Changes in Overall Diet Quality and Subsequent Type 2 Diabetes Risk: Three U.S. Prospective Cohorts.

Ley SH1,2, Pan A3, Li Y4, Manson JE5,6, Willett WC4,2,5, Sun Q4,5, Hu FB1,2,5.

Author information

1
Department of Nutrition, Harvard T.H. Chan School of Public Health, Boston, MA sylvia.ley@channing.harvard.edu frank.hu@channing.harvard.edu.
2
Channing Division of Network Medicine, Department of Medicine, Brigham and Women's Hospital and Harvard Medical School, Boston, MA.
3
School of Public Health, Tongji Medical College, Huazhong University of Science and Technology, Wuhan, Hubei, China.
4
Department of Nutrition, Harvard T.H. Chan School of Public Health, Boston, MA.
5
Department of Epidemiology, Harvard T.H. Chan School of Public Health, Boston, MA.
6
Division of Preventive Medicine, Brigham and Women's Hospital and Harvard Medical School, Boston, MA.

Abstract

OBJECTIVE:

Recent public health recommendations emphasize adopting a healthful dietary pattern, but evidence is scarce on whether incremental diet quality changes have an impact on long-term diabetes prevention. We aim to evaluate diet quality changes during a 4-year period and subsequent 4-year type 2 diabetes incidence.

RESEARCH DESIGN AND METHODS:

Participants of prospective cohorts, the Nurses' Health Study (NHS), NHS II, and the Health Professionals Follow-up Study, who were free of diabetes at baseline (n = 124,607), were observed for ≥20 years. Diet quality, reflected by the Alternate Healthy Eating Index (AHEI) score, was assessed every 4 years to calculate changes.
....
#### [CHECK YOUR UNDERSTANDING]
1. Please list the prospective cohorts named in the diet quality abstract.
2. In the diet quality abstract, how many participants were free of diabetes at baseline?
3. Continue the diet quality abstract from its last sentence.

#### [INFORMATION GIVEN]
....
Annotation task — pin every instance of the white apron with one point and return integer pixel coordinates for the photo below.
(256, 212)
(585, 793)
....
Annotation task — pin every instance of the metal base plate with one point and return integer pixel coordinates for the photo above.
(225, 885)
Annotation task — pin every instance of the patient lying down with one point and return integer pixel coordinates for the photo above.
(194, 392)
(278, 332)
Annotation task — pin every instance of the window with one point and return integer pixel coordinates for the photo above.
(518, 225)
....
#### [WRITTEN ANSWERS]
1. Nurses' Health Study (NHS), NHS II, Health Professionals Follow-up Study

2. 124,607

3.
RESULTS:

We documented 9,361 cases of type 2 diabetes during 2,093,416 person-years of follow-up. A >10% decrease in AHEI score over 4 years was associated with a higher subsequent diabetes risk (pooled hazard ratio 1.34 [95% CI 1.23-1.46]) with multiple adjustment, whereas a >10% increase in AHEI score was associated with a lower risk (0.84 [0.78-0.90]). Greater improvement in diet quality was associated with lower diabetes risk across baseline diet quality status (P for trend ≤ 0.001 for low, medium, or high initial diet quality) and baseline BMI (P for trend ≤ 0.01 for BMI <25, 25-29, or 30 kg/m2). Changes in body weight explained 32% (95% CI 24-41) of the association between AHEI changes (per 10% increase) and diabetes risk.

CONCLUSIONS:

Improvement in overall diet quality is associated with a lower risk of type 2 diabetes, whereas deterioration in diet quality is associated with a higher risk. The association between diet quality changes and diabetes risk is only partly explained by body weight changes.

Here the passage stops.